Extracted data:
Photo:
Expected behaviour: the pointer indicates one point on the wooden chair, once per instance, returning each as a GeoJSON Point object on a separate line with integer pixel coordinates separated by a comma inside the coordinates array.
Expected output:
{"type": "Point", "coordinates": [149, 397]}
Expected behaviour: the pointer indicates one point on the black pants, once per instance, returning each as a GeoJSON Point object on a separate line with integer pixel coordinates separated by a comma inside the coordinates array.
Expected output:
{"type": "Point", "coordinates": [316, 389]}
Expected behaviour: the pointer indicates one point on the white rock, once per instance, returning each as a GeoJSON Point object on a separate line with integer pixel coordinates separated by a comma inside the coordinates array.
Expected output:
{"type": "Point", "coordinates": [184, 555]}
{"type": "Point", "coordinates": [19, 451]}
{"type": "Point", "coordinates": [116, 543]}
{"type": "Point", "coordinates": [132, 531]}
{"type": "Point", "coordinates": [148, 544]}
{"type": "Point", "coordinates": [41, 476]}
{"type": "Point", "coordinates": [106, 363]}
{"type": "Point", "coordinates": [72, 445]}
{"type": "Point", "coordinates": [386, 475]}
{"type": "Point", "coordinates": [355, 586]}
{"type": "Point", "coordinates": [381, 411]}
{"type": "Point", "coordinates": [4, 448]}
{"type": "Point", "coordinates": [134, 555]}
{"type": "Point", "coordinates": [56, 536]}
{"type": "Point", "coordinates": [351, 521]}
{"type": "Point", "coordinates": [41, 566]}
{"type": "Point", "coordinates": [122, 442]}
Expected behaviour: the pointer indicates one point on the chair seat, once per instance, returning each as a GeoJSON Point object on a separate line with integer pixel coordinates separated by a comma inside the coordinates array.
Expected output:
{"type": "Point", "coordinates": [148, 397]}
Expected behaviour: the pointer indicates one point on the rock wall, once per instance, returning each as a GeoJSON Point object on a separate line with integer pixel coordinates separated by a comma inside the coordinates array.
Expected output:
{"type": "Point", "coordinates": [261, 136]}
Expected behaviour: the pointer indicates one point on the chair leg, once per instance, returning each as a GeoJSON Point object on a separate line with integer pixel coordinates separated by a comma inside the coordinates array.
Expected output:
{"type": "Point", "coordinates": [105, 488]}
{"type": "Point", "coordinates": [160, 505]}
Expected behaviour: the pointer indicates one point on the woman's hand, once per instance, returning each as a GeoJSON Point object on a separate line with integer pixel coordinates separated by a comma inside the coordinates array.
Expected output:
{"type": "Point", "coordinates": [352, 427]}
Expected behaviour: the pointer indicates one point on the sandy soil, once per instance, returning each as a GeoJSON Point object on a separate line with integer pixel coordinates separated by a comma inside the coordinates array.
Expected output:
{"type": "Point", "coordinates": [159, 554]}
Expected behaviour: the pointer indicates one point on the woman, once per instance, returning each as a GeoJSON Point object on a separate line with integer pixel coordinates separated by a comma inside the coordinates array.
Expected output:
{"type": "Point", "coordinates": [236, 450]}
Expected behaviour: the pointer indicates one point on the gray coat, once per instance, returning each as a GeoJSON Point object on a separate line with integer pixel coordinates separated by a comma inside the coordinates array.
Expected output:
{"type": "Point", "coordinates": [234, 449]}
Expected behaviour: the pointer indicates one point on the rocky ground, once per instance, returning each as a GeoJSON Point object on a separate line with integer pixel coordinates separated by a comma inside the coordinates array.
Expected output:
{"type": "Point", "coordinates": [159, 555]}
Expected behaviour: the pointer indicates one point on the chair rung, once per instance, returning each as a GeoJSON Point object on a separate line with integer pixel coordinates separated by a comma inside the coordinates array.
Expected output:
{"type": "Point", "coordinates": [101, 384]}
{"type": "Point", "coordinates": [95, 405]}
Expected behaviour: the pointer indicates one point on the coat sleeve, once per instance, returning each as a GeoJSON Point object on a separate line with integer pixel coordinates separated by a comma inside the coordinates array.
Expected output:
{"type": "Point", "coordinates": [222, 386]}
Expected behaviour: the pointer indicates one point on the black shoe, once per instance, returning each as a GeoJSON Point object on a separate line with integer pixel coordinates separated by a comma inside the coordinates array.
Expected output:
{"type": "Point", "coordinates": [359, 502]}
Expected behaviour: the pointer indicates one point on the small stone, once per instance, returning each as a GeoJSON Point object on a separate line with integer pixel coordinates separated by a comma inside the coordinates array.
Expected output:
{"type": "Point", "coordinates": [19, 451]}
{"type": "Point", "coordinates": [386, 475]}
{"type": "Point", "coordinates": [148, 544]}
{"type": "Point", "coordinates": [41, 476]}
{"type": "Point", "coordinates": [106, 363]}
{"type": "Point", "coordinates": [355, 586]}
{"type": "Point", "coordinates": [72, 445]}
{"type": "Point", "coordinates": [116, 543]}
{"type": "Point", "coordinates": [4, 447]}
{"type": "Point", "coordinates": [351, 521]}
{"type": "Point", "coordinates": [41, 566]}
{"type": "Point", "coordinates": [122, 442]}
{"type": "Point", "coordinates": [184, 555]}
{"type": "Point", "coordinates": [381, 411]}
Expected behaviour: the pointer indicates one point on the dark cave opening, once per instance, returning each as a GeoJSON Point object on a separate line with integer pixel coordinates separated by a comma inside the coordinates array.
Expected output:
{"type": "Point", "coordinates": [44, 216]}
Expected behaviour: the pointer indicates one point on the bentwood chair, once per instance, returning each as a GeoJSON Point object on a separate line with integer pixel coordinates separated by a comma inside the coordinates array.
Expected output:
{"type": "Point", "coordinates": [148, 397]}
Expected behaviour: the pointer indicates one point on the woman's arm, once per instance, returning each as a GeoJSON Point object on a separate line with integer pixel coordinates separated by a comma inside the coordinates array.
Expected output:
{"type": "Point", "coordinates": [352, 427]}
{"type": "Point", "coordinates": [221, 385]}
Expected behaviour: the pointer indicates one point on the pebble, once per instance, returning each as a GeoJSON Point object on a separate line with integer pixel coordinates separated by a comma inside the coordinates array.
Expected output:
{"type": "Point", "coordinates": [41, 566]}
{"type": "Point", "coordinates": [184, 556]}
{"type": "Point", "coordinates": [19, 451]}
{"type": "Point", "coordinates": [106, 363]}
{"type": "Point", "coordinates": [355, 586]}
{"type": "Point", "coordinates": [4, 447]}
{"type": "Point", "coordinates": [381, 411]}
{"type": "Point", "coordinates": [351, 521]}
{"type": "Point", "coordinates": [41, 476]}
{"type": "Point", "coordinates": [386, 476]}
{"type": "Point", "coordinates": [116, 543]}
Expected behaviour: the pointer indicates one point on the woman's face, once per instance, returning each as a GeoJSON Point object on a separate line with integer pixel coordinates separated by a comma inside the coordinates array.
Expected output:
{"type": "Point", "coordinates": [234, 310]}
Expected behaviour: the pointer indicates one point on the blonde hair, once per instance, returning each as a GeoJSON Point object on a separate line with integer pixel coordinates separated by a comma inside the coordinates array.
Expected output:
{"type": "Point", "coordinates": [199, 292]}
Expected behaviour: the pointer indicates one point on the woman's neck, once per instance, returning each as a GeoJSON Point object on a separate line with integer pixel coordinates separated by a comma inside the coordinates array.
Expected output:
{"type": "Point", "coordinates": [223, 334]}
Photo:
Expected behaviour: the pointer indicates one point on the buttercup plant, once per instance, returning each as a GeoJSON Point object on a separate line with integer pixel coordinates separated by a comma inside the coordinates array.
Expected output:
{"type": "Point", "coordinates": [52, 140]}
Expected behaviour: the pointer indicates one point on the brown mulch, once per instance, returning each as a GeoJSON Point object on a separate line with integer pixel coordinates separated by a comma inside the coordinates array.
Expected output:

Exercise objective: Can you copy all of the lines above word for word, with nothing changed?

Final answer:
Photo:
Expected behaviour: the pointer indicates one point on the wooden chair, once per instance, returning each as a GeoJSON Point object on a separate line with integer pixel coordinates separated by a comma inside the coordinates array.
Expected output:
{"type": "Point", "coordinates": [149, 397]}
Expected behaviour: the pointer indicates one point on the black pants, once per instance, returning each as a GeoJSON Point object on a separate line with integer pixel coordinates separated by a comma inside the coordinates array.
Expected output:
{"type": "Point", "coordinates": [316, 389]}
Expected behaviour: the pointer indicates one point on the white rock, once per instance, returning each as a GeoJSON Point object on a separate line with integer pixel coordinates separated by a comma inside the coordinates array.
Expected output:
{"type": "Point", "coordinates": [184, 555]}
{"type": "Point", "coordinates": [19, 451]}
{"type": "Point", "coordinates": [116, 543]}
{"type": "Point", "coordinates": [132, 531]}
{"type": "Point", "coordinates": [148, 544]}
{"type": "Point", "coordinates": [41, 476]}
{"type": "Point", "coordinates": [106, 363]}
{"type": "Point", "coordinates": [72, 445]}
{"type": "Point", "coordinates": [386, 475]}
{"type": "Point", "coordinates": [355, 586]}
{"type": "Point", "coordinates": [381, 411]}
{"type": "Point", "coordinates": [4, 448]}
{"type": "Point", "coordinates": [134, 555]}
{"type": "Point", "coordinates": [56, 536]}
{"type": "Point", "coordinates": [351, 521]}
{"type": "Point", "coordinates": [41, 566]}
{"type": "Point", "coordinates": [122, 442]}
Expected behaviour: the pointer indicates one point on the chair seat, once per instance, returning each as a GeoJSON Point object on a separate line with integer pixel coordinates separated by a comma inside the coordinates array.
Expected output:
{"type": "Point", "coordinates": [148, 397]}
Expected behaviour: the pointer indicates one point on the rock wall, once per instance, returning each as a GeoJSON Point object on a separate line with integer pixel coordinates separated by a comma inside the coordinates array.
Expected output:
{"type": "Point", "coordinates": [261, 136]}
Expected behaviour: the pointer indicates one point on the chair leg, once per instance, returning each as a GeoJSON Point object on a separate line with integer pixel coordinates separated by a comma inside the coordinates array.
Expected output:
{"type": "Point", "coordinates": [105, 488]}
{"type": "Point", "coordinates": [160, 505]}
Expected behaviour: the pointer indicates one point on the woman's hand, once per instance, returning each as a GeoJSON Point object on a separate line with integer pixel coordinates separated by a comma inside the coordinates array.
Expected output:
{"type": "Point", "coordinates": [352, 427]}
Expected behaviour: the pointer indicates one point on the sandy soil, once per instance, returning each as a GeoJSON Point object on a separate line with integer pixel coordinates separated by a comma inside the coordinates array.
Expected output:
{"type": "Point", "coordinates": [159, 554]}
Expected behaviour: the pointer indicates one point on the woman, once per instance, returning each as a GeoJSON Point object on a separate line with integer pixel coordinates separated by a comma inside the coordinates array.
Expected output:
{"type": "Point", "coordinates": [236, 450]}
Expected behaviour: the pointer indicates one point on the gray coat, once per instance, returning each as a GeoJSON Point object on a separate line with integer pixel coordinates separated by a comma inside the coordinates array.
Expected output:
{"type": "Point", "coordinates": [234, 449]}
Expected behaviour: the pointer indicates one point on the rocky ground, once per instance, returning each as a GeoJSON Point object on a separate line with integer pixel coordinates separated by a comma inside the coordinates array.
Expected output:
{"type": "Point", "coordinates": [159, 555]}
Expected behaviour: the pointer indicates one point on the chair rung, once per instance, returning each as a GeoJSON Point object on a separate line with integer pixel coordinates separated by a comma inside the coordinates array.
Expected output:
{"type": "Point", "coordinates": [101, 384]}
{"type": "Point", "coordinates": [95, 405]}
Expected behaviour: the pointer indicates one point on the coat sleeve, once per instance, returning each as a GeoJSON Point object on a separate line with integer pixel coordinates separated by a comma inside the coordinates array.
Expected output:
{"type": "Point", "coordinates": [222, 386]}
Expected behaviour: the pointer indicates one point on the black shoe, once per instance, returning each as a GeoJSON Point object on a separate line with integer pixel coordinates separated by a comma inside the coordinates array.
Expected output:
{"type": "Point", "coordinates": [359, 502]}
Expected behaviour: the pointer indicates one point on the small stone, once per instance, returning each as a GeoJSON Point object on a separate line with integer pixel coordinates separated by a comma inside the coordinates array.
Expected output:
{"type": "Point", "coordinates": [19, 451]}
{"type": "Point", "coordinates": [386, 475]}
{"type": "Point", "coordinates": [148, 544]}
{"type": "Point", "coordinates": [41, 476]}
{"type": "Point", "coordinates": [106, 363]}
{"type": "Point", "coordinates": [355, 586]}
{"type": "Point", "coordinates": [72, 445]}
{"type": "Point", "coordinates": [116, 543]}
{"type": "Point", "coordinates": [4, 447]}
{"type": "Point", "coordinates": [351, 521]}
{"type": "Point", "coordinates": [41, 566]}
{"type": "Point", "coordinates": [122, 442]}
{"type": "Point", "coordinates": [184, 555]}
{"type": "Point", "coordinates": [381, 411]}
Expected behaviour: the pointer indicates one point on the dark cave opening, once per instance, returning each as a GeoJSON Point object on a separate line with integer pixel coordinates separated by a comma inside the coordinates array.
Expected output:
{"type": "Point", "coordinates": [44, 216]}
Expected behaviour: the pointer indicates one point on the bentwood chair, once per instance, returning each as a GeoJSON Point object on a separate line with integer pixel coordinates separated by a comma inside the coordinates array.
Expected output:
{"type": "Point", "coordinates": [148, 397]}
Expected behaviour: the pointer indicates one point on the woman's arm, once per instance, returning each as a GeoJSON Point object on a separate line with integer pixel coordinates separated by a comma inside the coordinates array.
Expected output:
{"type": "Point", "coordinates": [352, 427]}
{"type": "Point", "coordinates": [221, 385]}
Expected behaviour: the pointer indicates one point on the pebble, once per instance, returning each as a GeoJSON Point object on a separate line with integer pixel coordinates separated by a comma inside the coordinates array.
Expected output:
{"type": "Point", "coordinates": [41, 566]}
{"type": "Point", "coordinates": [184, 556]}
{"type": "Point", "coordinates": [19, 451]}
{"type": "Point", "coordinates": [106, 363]}
{"type": "Point", "coordinates": [355, 586]}
{"type": "Point", "coordinates": [4, 447]}
{"type": "Point", "coordinates": [381, 411]}
{"type": "Point", "coordinates": [351, 521]}
{"type": "Point", "coordinates": [41, 476]}
{"type": "Point", "coordinates": [386, 476]}
{"type": "Point", "coordinates": [116, 543]}
Expected behaviour: the pointer indicates one point on the woman's face, once per instance, returning each as a GeoJSON Point object on a separate line with integer pixel coordinates separated by a comma inside the coordinates array.
Expected output:
{"type": "Point", "coordinates": [234, 310]}
Expected behaviour: the pointer indicates one point on the blonde hair, once per instance, returning each as a GeoJSON Point object on a separate line with integer pixel coordinates separated by a comma inside the coordinates array.
Expected output:
{"type": "Point", "coordinates": [199, 292]}
Expected behaviour: the pointer indicates one point on the woman's neck, once per instance, returning each as a GeoJSON Point object on a separate line with integer pixel coordinates separated by a comma inside the coordinates array.
Expected output:
{"type": "Point", "coordinates": [223, 334]}
Photo:
Expected behaviour: the pointer indicates one point on the buttercup plant, once per instance, returning each as a GeoJSON Point object on a separate line with integer pixel coordinates separated by a comma inside the coordinates array.
Expected output:
{"type": "Point", "coordinates": [52, 140]}
Expected behaviour: the pointer indicates one point on the brown mulch, once per instance, returning each as a GeoJSON Point object on a separate line with integer pixel coordinates separated by a comma inside the coordinates array.
Expected output:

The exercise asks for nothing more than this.